- **EXCERPTED TEXT**
--
Hunter: We were using e, as well, until very recently. It works very well for IP. But financial pressure pushed us to System Verilog.
Q: Is there a way of inserting standards into verification to address some of the corner cases that are creeping into more complicated designs?
Miller: The reason that we have established a verification IP committee in Accellera is exactly that. We are going to start focusing on System Verilog itself. We have to deal with System Verilog and this lowest common denominator, which is C or C++.
Hamid: The test bench problem, whether it’s System Verilog, Specman, Vera or System C, has gotten mature over the past 10 years, so we can start talking about standards. We can only talk about standards when we understand what we’re talking about. We can build a test bench that allows good traffic in and good traffic out. Now it’s a matter of getting good test cases that allow us to hit all the coverage areas that we care about. But we also have to figure out what those coverage points mean to us. We’re not even close to standardizing that because we haven’t figured out what the problem is. It’s not the languages that are the issue. It’s how human beings relate to this incredibly complex things that we’re building.
Miller: We started off standardizing languages. Then we went to formats. Now we are doing interoperability. The next thing will be methodology.
--
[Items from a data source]
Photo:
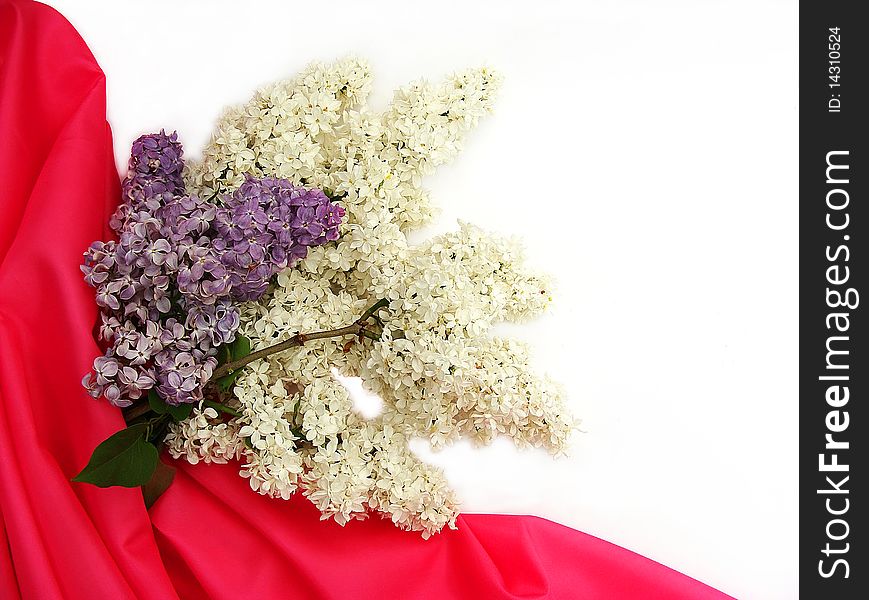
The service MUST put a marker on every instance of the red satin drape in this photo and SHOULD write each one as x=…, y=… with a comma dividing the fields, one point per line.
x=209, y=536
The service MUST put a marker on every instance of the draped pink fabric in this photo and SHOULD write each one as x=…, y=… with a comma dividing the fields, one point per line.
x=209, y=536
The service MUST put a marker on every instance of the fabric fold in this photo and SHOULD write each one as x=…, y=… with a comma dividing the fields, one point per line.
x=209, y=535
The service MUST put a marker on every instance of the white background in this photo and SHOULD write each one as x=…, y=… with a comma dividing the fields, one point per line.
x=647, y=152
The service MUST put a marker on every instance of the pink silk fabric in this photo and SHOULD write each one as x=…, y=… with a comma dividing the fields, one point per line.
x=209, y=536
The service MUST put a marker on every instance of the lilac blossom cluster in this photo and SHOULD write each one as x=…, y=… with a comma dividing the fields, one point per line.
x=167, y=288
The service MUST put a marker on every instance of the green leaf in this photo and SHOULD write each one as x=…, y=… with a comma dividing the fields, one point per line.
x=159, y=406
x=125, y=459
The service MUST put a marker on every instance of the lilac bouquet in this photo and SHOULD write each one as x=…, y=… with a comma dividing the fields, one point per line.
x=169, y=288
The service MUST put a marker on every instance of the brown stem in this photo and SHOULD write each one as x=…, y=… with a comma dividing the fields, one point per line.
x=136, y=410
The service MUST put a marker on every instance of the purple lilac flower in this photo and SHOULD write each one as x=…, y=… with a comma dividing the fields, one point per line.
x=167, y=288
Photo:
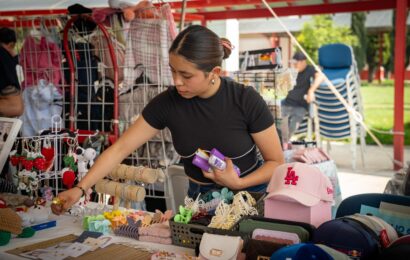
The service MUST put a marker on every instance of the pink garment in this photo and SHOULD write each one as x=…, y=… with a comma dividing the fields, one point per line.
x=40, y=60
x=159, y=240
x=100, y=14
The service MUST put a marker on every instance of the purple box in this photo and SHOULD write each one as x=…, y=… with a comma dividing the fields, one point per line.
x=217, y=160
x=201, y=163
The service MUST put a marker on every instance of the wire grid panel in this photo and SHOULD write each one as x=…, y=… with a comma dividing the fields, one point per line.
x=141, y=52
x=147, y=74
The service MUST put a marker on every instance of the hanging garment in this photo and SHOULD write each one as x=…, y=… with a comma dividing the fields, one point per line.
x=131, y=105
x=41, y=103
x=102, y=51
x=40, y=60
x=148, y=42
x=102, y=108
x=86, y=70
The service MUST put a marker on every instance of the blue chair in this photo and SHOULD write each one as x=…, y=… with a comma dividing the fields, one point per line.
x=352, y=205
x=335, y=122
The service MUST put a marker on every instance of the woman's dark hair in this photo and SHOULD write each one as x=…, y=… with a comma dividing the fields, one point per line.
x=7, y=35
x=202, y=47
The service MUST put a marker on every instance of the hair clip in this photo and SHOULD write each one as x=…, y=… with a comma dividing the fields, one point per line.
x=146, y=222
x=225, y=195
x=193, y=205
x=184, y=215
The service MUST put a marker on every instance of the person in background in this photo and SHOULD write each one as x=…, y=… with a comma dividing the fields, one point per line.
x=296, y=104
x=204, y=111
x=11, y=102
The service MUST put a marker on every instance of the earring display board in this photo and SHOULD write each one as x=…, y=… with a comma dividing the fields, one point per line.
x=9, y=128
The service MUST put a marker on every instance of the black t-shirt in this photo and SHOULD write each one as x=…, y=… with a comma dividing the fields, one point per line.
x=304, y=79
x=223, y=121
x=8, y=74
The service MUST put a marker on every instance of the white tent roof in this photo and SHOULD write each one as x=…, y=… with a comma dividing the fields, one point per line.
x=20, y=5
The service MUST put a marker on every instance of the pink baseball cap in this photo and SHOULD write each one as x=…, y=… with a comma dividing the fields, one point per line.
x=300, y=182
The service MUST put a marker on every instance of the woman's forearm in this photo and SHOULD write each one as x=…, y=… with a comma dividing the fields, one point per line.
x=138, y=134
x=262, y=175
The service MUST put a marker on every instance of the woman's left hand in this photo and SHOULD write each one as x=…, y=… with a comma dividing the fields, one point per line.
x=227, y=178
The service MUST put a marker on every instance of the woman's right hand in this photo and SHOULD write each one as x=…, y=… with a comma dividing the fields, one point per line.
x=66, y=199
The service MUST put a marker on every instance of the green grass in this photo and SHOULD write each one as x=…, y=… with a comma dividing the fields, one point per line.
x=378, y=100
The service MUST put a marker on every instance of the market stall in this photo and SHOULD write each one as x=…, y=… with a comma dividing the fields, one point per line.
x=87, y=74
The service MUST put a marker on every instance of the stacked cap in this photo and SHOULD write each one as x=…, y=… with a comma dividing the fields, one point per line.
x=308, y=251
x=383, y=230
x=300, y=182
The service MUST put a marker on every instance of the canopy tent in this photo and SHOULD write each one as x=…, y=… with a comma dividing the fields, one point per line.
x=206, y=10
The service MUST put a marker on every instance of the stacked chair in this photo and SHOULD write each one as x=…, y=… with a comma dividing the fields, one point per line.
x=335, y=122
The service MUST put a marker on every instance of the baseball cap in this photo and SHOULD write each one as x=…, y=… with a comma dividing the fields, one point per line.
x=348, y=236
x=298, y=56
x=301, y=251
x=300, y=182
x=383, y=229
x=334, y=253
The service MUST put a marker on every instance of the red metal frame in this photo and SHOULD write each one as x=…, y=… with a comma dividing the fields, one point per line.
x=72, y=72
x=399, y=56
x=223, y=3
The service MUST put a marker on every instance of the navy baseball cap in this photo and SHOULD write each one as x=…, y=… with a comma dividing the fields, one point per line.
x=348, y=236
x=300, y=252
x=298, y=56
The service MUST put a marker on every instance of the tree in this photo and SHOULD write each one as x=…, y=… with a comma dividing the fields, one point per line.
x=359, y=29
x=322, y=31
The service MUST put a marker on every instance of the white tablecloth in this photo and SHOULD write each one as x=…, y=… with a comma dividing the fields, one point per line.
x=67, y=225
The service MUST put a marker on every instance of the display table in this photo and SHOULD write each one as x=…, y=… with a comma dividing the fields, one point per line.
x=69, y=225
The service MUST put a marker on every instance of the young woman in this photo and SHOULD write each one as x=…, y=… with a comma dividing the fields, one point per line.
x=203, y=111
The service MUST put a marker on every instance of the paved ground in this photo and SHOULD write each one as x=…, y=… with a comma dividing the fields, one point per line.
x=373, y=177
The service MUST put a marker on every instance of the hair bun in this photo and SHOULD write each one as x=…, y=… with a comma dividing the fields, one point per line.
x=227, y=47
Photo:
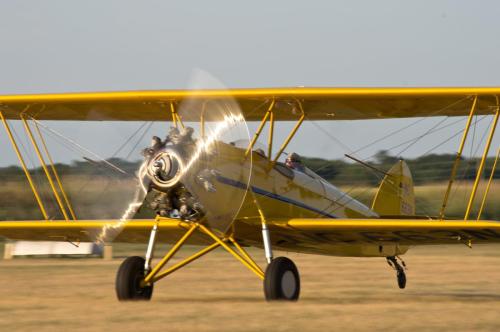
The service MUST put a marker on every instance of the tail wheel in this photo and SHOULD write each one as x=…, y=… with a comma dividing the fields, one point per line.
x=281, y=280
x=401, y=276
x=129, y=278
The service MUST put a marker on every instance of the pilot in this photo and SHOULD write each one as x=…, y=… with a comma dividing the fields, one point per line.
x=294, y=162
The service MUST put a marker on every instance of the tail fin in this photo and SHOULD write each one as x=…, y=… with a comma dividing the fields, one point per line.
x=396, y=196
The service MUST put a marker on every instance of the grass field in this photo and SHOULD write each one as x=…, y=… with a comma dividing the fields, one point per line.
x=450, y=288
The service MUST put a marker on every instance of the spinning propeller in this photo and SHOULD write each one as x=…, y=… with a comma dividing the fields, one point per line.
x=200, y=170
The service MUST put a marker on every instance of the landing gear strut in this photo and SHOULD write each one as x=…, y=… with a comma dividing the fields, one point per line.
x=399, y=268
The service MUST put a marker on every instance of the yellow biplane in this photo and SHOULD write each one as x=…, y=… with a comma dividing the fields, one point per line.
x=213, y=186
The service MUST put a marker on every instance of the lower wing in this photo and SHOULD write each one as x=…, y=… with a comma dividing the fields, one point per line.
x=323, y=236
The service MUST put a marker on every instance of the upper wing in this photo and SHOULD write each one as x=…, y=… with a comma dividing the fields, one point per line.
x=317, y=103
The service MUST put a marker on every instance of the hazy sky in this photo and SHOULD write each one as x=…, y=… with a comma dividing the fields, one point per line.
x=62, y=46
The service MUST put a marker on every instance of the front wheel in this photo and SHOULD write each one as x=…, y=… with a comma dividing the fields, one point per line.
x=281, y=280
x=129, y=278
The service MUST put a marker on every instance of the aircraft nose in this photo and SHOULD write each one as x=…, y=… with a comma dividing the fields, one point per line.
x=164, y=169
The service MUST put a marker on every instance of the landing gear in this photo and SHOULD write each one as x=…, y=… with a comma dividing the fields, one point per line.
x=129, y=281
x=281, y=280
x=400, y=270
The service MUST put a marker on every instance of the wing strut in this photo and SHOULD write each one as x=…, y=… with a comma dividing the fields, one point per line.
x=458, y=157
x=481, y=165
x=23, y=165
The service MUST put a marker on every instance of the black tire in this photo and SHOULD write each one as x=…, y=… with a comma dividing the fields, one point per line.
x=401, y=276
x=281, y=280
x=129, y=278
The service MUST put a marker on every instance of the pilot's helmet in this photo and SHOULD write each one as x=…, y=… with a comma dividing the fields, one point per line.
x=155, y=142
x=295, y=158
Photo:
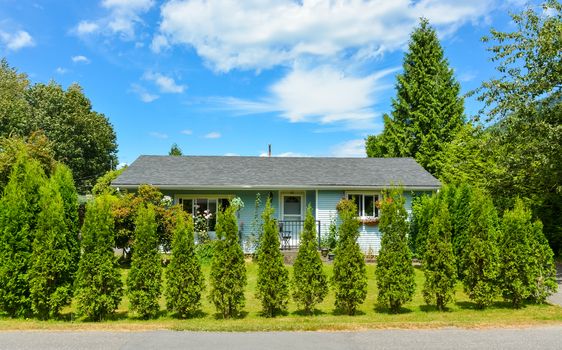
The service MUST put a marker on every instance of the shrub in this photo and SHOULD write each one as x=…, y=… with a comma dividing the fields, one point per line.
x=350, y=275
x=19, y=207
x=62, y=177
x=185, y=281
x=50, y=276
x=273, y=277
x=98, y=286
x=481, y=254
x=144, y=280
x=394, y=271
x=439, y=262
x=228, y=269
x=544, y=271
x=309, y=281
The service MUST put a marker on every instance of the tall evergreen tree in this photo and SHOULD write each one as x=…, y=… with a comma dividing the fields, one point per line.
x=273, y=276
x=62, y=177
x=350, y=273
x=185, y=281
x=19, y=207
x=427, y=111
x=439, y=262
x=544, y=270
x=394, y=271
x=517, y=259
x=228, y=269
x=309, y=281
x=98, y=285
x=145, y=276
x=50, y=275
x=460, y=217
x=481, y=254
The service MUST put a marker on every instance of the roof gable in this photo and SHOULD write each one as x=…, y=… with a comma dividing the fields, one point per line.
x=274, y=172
--
- **TASK BRIEF**
In the verification discussion, which options does Hamid name when he describes the test bench problem? This material is separate from the verification discussion.

- **WRITTEN ANSWER**
System Verilog, Specman, Vera, System C